▸ Direction 1: Sum up the courtyard text in two sentences.
▸ Direction 2: In the courtyard text, what does someone set up when the temperatures climb into the 90s?

▸ Text:
I live with my husband and two kids in an 800 sq ft, two-bedroom townhouse on Stanford campus. It is adequate living, but nothing fancy. To illustrate, the bathroom door rams into the knees of anyone sitting on the toilet when it opens and is too warped to close all the way.
But our back door is a gateway to paradise: a spacious courtyard with two acres of green grass and tall trees, a large playground populated with sun-bleached toys left from generations of children, all surrounded by a dozen townhouses and a sturdy but friendly fence. This courtyard forms a sort of communal living space rare in the surrounding Bay Area, where gated properties and stranger danger create polite but persistent barriers. My mom tells me military bases and suburban cul-de-sacs often have the same feel, and I’m sure she’s right, but our courtyard still feels miraculous.
It is miraculous to see the wealth of a collective, especially in contrast to our modest individual quarters. We may not have AC, but when the temperatures climb into the 90s, someone will set up a sprinkler or a kiddie pool and then message the courtyard group chat inviting everyone over. Someone brings popsicles, someone brings beer for the adults and juice boxes for the kids, someone brings a picnic blanket or chairs to sit on. Sweat and laughter mingle—who knew surviving heat exhaustion could be this fun?

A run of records
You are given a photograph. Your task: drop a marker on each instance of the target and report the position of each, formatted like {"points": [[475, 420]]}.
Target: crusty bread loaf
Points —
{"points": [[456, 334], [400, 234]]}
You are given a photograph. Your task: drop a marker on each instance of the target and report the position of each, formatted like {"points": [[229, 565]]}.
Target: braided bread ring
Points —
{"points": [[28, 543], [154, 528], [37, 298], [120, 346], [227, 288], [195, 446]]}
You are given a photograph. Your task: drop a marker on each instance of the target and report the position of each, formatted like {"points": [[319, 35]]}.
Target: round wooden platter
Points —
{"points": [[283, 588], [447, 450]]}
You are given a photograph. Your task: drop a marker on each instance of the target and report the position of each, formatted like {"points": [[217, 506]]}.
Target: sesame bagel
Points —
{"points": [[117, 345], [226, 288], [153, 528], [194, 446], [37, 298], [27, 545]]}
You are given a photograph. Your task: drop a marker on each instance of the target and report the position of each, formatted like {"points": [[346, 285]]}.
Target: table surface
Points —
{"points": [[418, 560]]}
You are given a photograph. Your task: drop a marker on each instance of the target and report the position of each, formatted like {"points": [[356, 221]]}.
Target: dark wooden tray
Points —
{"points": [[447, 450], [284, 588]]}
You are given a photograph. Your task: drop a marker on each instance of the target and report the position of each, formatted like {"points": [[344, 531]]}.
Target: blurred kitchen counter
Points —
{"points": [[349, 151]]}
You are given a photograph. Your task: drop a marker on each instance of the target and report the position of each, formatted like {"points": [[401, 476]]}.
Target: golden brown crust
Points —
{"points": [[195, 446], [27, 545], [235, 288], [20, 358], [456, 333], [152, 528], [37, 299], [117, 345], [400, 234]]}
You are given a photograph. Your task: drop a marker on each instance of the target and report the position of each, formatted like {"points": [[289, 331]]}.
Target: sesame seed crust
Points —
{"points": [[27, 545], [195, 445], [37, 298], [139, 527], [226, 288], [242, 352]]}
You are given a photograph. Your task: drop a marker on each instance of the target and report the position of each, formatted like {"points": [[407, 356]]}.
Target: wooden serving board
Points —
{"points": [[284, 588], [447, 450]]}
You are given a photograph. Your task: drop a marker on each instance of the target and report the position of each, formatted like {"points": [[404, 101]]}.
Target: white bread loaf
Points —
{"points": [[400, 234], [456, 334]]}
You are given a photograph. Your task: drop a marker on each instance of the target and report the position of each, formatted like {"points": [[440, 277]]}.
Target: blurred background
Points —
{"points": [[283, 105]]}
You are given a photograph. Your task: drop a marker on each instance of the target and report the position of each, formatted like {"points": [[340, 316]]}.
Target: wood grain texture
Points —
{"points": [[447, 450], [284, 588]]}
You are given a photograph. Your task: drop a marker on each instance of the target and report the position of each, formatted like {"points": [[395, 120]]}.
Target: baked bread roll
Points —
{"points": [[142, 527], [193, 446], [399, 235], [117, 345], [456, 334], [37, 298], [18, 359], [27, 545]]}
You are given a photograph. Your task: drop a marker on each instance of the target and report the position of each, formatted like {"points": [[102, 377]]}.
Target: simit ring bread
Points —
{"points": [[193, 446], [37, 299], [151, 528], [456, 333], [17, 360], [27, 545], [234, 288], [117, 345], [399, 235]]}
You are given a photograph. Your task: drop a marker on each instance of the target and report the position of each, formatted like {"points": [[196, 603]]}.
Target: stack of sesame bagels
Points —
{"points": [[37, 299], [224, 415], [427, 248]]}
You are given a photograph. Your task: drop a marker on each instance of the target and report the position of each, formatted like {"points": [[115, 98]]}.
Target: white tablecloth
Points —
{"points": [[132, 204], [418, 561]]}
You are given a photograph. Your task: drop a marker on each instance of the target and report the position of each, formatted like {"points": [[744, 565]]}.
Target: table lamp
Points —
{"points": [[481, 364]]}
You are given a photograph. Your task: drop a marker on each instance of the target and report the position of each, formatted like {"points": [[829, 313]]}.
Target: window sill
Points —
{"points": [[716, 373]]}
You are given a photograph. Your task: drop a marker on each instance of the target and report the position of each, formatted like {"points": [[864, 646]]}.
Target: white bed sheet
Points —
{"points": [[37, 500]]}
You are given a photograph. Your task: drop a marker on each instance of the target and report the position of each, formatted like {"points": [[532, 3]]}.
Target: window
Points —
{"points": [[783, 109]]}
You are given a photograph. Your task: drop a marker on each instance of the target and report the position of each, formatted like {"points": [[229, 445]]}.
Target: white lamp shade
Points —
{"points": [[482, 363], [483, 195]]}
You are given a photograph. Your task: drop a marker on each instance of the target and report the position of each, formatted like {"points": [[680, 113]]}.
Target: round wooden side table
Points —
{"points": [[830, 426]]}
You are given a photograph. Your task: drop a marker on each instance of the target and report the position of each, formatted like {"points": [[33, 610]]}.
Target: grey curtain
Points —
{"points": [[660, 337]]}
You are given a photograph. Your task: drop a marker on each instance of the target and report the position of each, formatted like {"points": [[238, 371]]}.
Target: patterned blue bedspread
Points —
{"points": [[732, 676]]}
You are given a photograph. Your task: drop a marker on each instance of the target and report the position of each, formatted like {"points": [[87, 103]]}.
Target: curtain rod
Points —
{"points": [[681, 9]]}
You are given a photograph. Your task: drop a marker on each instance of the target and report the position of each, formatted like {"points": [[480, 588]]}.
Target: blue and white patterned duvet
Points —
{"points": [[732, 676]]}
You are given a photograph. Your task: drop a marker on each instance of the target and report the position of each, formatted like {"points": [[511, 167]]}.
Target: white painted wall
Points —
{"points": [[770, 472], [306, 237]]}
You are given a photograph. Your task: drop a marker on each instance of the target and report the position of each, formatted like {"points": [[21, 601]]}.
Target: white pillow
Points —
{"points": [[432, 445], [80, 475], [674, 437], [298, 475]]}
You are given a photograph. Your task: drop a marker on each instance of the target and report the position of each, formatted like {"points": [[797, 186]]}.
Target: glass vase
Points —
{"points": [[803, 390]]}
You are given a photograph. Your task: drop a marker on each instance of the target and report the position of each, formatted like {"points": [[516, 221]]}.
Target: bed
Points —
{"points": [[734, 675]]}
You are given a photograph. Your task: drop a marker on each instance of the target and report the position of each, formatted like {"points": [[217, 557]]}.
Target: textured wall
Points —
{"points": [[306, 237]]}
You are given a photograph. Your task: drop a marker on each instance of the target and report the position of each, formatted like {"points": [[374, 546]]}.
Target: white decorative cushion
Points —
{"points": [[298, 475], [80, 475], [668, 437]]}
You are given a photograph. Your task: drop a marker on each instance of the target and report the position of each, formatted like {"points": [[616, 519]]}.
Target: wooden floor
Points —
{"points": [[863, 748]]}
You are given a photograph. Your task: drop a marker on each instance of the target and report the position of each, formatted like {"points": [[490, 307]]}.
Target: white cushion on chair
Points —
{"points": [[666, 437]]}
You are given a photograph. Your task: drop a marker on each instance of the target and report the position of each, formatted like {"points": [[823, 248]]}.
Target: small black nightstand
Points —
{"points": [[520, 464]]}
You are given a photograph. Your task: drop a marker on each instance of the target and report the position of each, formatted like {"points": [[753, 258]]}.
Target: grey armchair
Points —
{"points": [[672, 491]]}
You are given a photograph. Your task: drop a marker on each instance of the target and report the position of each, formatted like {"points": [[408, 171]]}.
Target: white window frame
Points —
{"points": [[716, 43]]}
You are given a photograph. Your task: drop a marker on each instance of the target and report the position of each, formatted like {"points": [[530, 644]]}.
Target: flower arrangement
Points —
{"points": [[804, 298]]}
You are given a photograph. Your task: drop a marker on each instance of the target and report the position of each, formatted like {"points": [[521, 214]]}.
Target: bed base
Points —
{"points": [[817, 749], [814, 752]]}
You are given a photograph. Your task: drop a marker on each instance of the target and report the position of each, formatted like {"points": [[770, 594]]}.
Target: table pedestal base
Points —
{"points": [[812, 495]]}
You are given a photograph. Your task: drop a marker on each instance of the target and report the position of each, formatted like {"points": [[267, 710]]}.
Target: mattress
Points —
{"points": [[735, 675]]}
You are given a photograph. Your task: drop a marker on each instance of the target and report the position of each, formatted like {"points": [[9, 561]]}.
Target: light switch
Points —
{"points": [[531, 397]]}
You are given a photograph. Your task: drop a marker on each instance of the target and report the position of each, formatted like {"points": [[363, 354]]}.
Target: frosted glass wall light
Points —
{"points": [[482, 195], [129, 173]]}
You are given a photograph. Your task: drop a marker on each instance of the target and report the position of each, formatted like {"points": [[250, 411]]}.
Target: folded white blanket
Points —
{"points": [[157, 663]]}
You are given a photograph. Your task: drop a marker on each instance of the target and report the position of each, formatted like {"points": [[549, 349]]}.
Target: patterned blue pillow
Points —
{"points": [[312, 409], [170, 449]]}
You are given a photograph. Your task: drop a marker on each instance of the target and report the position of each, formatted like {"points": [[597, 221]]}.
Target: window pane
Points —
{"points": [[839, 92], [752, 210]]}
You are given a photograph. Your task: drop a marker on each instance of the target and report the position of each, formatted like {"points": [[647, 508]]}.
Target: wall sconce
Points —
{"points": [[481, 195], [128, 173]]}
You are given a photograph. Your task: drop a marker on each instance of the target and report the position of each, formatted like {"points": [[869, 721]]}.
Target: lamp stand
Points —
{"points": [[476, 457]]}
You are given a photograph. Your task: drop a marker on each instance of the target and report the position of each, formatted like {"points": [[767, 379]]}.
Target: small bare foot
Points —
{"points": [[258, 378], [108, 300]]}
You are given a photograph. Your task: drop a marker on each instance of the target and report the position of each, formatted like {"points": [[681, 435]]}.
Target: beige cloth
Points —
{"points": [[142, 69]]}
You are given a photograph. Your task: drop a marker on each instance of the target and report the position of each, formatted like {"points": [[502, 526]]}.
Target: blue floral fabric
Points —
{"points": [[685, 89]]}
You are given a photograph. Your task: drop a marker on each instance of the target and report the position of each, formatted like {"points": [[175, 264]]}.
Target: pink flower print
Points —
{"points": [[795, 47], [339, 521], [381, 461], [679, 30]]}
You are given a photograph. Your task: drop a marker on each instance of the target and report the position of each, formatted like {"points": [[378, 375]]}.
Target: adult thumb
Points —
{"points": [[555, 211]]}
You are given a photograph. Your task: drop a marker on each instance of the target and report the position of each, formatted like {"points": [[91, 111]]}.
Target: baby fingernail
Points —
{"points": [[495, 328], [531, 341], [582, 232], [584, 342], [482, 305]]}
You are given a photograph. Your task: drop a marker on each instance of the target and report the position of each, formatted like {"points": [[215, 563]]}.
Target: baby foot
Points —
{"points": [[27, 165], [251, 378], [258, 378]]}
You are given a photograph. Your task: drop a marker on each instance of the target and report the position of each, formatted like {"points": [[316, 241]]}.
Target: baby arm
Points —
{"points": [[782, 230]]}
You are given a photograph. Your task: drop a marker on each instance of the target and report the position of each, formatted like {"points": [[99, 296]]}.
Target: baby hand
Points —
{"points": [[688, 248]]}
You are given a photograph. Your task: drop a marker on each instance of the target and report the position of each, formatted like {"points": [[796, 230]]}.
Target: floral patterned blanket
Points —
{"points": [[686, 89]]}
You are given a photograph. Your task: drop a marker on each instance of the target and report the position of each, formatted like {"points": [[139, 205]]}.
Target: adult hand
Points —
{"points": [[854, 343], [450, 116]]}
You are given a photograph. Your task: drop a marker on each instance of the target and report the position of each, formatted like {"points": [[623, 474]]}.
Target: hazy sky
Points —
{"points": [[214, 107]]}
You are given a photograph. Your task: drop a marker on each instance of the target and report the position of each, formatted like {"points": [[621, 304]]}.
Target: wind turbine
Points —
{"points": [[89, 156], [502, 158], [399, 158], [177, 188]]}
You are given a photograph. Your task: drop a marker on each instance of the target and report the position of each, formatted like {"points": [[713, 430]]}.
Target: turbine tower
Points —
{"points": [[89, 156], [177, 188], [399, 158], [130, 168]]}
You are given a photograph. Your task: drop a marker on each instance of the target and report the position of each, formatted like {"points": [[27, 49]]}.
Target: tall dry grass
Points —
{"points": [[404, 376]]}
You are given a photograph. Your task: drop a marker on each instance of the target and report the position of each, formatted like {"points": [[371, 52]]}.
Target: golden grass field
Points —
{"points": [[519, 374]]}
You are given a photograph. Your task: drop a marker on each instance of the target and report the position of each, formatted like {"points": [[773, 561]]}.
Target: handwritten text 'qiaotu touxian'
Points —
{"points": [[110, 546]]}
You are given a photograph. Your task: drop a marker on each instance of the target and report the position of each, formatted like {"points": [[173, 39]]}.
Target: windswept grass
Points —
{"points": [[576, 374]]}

▸ Output 1: The writer lives with a husband and two kids in a modest 800 sq ft, two-bedroom townhouse on Stanford campus, but its back door opens onto a spacious shared courtyard with grass, tall trees, a large playground, and a dozen surrounding townhouses. This communal space, rare in the Bay Area, shows the wealth of a collective: when temperatures climb into the 90s, neighbors set up a sprinkler or kiddie pool and share popsicles, drinks, and seating.

▸ Output 2: A sprinkler or a kiddie pool.